Rescale the entries between the line holding "Where can you see the brown" and the line holding "[[485, 253]]", inclusive. Reproduce only those lines, requests included, with every x and y coordinate in the answers multiplied by 2.5 and rounded to a whole number (halves go up), leaving the requests and their format samples unchanged.
___ Material to process ___
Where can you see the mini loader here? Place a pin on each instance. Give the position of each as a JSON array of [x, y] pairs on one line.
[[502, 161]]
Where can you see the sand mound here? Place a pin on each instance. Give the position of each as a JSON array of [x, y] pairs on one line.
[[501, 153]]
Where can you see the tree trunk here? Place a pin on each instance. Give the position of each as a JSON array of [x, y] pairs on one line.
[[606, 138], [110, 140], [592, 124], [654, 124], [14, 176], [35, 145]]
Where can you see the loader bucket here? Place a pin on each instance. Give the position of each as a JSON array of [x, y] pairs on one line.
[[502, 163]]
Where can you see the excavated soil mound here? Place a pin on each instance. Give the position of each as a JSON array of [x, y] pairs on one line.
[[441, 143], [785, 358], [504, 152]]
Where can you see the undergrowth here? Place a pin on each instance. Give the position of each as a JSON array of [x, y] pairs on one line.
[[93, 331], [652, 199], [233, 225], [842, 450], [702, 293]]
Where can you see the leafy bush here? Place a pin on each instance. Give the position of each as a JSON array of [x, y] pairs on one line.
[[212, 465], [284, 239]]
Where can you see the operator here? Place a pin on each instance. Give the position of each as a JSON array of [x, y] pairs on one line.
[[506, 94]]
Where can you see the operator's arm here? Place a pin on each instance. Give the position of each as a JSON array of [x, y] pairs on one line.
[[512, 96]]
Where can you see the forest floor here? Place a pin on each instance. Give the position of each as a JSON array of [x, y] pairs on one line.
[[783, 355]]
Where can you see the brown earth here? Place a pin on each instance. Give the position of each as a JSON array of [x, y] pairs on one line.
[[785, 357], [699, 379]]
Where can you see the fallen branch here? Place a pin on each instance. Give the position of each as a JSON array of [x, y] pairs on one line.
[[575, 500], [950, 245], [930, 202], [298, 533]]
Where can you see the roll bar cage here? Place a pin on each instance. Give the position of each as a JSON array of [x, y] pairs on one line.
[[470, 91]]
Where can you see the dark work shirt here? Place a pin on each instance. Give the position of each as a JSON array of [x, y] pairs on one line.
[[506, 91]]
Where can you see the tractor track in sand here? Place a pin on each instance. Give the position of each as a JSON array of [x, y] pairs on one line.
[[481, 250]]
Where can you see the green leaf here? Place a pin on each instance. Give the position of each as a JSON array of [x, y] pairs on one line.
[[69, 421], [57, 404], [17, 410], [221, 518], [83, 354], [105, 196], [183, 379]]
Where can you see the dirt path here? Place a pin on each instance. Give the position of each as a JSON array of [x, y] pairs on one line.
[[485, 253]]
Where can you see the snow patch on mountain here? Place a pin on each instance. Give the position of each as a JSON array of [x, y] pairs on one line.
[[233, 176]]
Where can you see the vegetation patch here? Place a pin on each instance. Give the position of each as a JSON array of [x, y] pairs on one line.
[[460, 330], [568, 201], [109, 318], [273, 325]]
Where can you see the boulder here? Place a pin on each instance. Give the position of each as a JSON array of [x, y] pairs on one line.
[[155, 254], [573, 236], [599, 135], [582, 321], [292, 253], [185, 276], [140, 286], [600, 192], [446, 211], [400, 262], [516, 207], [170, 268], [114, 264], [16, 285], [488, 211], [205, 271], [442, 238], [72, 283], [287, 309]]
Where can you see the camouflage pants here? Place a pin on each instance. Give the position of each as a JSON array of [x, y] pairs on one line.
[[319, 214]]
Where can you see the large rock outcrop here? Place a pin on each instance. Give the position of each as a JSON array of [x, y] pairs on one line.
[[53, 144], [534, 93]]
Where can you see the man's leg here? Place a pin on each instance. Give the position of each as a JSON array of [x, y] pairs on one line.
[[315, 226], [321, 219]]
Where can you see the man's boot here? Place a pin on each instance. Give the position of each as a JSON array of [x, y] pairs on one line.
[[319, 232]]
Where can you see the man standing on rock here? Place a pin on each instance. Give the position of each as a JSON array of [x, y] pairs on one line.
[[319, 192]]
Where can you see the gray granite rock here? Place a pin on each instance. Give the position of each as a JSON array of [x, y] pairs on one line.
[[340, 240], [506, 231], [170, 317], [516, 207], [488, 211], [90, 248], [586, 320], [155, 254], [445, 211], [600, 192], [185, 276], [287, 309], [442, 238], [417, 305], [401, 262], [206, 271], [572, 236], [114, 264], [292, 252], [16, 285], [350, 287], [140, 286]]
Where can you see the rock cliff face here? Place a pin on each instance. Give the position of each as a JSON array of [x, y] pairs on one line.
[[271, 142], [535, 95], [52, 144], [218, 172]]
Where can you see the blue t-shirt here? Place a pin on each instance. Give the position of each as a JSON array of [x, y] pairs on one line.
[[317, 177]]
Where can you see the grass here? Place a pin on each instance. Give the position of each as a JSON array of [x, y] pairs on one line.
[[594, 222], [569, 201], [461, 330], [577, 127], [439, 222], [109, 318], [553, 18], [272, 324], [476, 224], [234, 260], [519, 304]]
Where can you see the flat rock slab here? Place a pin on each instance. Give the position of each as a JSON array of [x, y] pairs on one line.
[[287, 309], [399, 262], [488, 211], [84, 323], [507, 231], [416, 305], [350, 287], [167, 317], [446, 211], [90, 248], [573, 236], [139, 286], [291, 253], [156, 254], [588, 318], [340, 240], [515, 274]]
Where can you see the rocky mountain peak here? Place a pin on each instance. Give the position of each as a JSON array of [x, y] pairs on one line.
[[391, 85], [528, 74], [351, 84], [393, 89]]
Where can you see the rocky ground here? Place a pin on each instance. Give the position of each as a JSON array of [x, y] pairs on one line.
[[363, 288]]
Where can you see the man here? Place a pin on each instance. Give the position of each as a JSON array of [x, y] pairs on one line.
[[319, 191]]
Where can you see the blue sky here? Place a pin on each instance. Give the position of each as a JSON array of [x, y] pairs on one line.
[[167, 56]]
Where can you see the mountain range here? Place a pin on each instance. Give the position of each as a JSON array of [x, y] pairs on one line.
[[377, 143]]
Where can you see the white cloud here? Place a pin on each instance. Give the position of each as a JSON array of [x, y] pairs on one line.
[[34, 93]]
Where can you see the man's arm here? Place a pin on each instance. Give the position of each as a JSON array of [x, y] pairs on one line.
___
Response to the task »
Where can you see the brown earth here? Place a pin on each instance. Give the position of each as a JSON array of [x, y] pairs on one line.
[[1963, 893], [1748, 948]]
Where can you see the fallen branch here? Place a pin on each instance. Give the position of each as a JSON array of [x, y] pairs on one line.
[[1438, 1250], [2375, 613], [2325, 505], [745, 1333]]
Where can you see the roll bar cage here? Place a pin on each instance. Give the position of each as a JSON array of [x, y] pairs on one line.
[[1175, 228]]
Where can you see the dark work shirt here? Place a pin on each instance. Give the position of each as a JSON array of [x, y] pairs on one line.
[[1265, 228]]
Where can you see the tractor track in sand here? Place a pin on each instance. Give the position of each as a JSON array of [x, y] pairs on one line.
[[1203, 625]]
Where can you see the green leaf here? Place a pin on each instance. Give the position of each as a JSON array of [x, y] pairs on one line.
[[173, 1053], [143, 1010], [43, 1025], [553, 1295], [208, 885], [263, 490], [458, 948]]
Where can you see the dirt path here? Place a pin on each instance. Give the position of each as a JSON array of [x, y] pairs on one line.
[[1213, 633]]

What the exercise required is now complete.